BEGIN PASSAGE GIVEN
Re: Anti-spambot hacks? (patch)

From: Bjarni R. Einarsson <bre_at_netverjar.is_at_hypermail-project.org>
Date: Sun, 7 Nov 1999 23:38:34 +0100
Message-ID: <19991107233834.A11019_at_diskordiah.localdomain>


On 1999-11-07, 16:19:23 (+0100), Bjarni R. Einarsson wrote:
>
> There are all sorts of examples of how this could be done out there,
> and I'm considering implementing some of the following here on my own
> copy of hypermail (I'll send in a patch when I'm done):

As promised, a patch is included with this massage. It's against hypermail 2b25 (my CVS snapshot won't compile, I didn't feel like figuring out why not).

This patch modifies six files:

	print.c
	proto.h
	setup.c
	setup.h
	string.c
	struct.c

The main function is added to string.c, named spamprotect. It's a simple routine which replaces any occurance of '_at_' with something else guaranteed to make the email address invalid (sometimes generating new valid ones like __at_domain.com instead). There are quite a few replacements to choose from, and adding new ones is simply a matter of adding strings to the lists. An adventurous soul could make this a configuration variable, I guess.

The function performs either single-character substitutions or multiple-character substitutions, depending on whether it's told that it has a fixed width to work with or not (so I don't uglify signatures). Which substitution is chosen isn't really random, it's based on a nonsensical hash of the string being "spamprotected" - which means that a given email address will always get mangled the same way. I consider this a feature, as it means this feature has a lower chance of breaking groupings based on names or email addresses. It will probably break groupings based on subjects containing '_at_' though, because of "Re:" prefixes. (This might be a good enough reason to disable the Subject mangling in struct.c, see below.)

In print.c modifications are made to the printbody function to pass all the lines through spamprotect.
END PASSAGE GIVEN
STATED GOAL A
According to the hypermail anti-spam patch post, which version of hypermail was the patch written against?
STATED GOAL B
Write the next part of the hypermail anti-spam patch post, picking up after its final sentence.
BEGIN SUPPLIED INFORMATION
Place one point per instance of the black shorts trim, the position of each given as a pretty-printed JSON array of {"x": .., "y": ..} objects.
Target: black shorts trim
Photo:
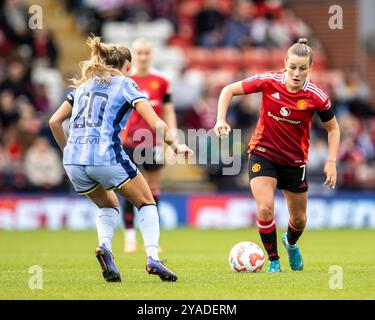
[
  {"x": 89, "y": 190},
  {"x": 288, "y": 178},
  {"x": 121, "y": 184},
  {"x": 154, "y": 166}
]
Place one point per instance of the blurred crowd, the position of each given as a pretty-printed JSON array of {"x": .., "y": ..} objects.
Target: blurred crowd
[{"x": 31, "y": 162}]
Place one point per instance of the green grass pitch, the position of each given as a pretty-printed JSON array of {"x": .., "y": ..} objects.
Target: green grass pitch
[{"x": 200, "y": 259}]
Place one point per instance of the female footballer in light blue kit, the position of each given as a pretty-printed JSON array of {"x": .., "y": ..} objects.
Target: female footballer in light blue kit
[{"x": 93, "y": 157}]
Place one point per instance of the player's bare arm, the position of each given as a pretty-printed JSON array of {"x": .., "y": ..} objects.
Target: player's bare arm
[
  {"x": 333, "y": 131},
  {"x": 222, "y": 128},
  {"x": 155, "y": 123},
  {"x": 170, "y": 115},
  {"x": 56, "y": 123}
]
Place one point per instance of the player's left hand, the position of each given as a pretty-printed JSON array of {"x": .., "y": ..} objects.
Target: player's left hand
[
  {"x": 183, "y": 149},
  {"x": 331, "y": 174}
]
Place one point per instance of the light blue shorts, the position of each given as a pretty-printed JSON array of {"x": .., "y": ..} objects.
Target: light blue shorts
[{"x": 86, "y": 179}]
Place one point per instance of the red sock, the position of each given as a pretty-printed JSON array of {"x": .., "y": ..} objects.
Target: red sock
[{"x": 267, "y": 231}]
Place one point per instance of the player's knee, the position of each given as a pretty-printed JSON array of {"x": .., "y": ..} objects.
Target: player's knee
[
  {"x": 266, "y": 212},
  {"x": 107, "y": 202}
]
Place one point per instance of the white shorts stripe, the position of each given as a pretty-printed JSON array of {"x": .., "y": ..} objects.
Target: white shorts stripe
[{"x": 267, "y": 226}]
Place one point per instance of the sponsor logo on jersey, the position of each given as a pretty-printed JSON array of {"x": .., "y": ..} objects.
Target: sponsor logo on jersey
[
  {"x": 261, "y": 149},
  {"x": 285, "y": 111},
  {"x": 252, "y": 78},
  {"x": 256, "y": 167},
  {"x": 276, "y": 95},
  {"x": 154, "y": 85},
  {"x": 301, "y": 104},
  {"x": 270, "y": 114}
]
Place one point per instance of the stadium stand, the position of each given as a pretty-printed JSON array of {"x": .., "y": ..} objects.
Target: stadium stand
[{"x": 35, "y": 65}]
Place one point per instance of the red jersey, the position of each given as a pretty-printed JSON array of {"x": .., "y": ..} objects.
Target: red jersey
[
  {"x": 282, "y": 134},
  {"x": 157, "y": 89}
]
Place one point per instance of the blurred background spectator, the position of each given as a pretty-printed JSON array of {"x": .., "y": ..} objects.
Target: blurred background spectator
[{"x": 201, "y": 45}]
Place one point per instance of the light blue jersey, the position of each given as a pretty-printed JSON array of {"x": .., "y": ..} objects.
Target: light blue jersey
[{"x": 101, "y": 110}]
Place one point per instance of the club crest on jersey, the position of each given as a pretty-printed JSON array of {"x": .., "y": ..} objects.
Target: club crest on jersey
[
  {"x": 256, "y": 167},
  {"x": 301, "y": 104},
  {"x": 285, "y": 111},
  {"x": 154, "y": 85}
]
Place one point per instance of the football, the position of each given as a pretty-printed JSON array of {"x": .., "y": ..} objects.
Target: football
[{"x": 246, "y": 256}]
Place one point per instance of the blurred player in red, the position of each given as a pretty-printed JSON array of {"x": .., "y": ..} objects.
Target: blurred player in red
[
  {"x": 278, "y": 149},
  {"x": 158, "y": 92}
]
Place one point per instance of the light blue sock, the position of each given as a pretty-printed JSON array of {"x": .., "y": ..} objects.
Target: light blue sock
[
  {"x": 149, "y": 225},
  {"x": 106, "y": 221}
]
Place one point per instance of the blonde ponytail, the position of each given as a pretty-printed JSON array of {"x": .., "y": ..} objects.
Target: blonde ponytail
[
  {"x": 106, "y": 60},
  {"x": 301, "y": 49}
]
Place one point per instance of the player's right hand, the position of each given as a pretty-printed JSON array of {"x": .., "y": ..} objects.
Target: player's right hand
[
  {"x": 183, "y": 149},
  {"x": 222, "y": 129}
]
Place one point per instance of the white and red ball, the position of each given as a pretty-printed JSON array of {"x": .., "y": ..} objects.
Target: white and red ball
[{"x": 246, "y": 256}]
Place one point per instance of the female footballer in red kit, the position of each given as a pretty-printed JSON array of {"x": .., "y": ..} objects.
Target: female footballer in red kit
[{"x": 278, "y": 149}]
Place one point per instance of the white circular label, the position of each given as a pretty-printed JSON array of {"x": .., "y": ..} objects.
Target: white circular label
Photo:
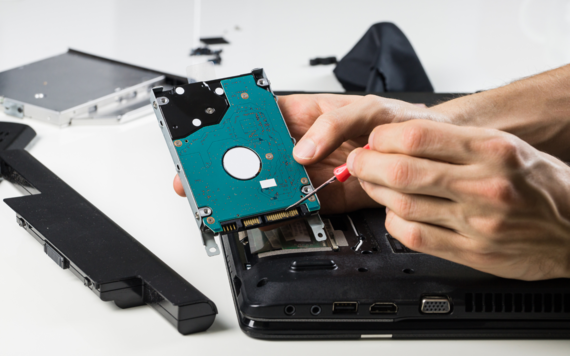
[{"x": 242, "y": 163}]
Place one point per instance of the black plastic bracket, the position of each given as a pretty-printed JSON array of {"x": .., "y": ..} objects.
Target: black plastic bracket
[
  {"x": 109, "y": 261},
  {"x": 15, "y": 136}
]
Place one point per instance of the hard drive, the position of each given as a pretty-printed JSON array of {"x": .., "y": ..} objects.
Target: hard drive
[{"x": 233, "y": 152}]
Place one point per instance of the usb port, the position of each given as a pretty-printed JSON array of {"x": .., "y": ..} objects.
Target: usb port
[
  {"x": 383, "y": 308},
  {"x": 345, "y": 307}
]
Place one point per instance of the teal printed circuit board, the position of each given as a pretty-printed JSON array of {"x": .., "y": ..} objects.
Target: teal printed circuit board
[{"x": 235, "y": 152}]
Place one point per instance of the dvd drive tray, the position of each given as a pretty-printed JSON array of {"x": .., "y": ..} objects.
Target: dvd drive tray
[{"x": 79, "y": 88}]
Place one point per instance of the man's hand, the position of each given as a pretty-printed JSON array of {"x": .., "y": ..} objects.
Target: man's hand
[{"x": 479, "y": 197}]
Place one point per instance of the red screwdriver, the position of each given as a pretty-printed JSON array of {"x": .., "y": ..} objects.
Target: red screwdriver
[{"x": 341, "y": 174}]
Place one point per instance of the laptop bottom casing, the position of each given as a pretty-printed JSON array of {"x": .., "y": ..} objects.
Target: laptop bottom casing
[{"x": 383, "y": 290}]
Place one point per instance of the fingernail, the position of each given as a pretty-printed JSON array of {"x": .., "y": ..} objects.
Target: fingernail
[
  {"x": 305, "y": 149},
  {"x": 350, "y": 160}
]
END SUPPLIED INFORMATION
ANSWER A
Hypermail 2b25.

ANSWER B
In setup.{h,c} a "hm_spamprotect" configuration variable is created, which can be toggled on or off to enable/disable this feature. Default is off.

In struct.c I pass the subject, name and email fields of all hashed messages through my spamprotect routine. I chose this point since the change propogates from there on out to all the different routines which print out these values, and also so that hypermail's internal logic would always be working with the same (mangled) values.

This patch increases hypermail's memory usage a little bit, but I used the Push struct carefully so I don't think I introduced any new memory leaks.

I deciced not to implement WPoison style generation of fake email addresses, since it's relatively complicated to do this well and there are specialized tools which are already quite good at this. People who want this for their archives should use server-side parsed HTML and specialized tools, I think.

Enjoy, let me know what you think! :-)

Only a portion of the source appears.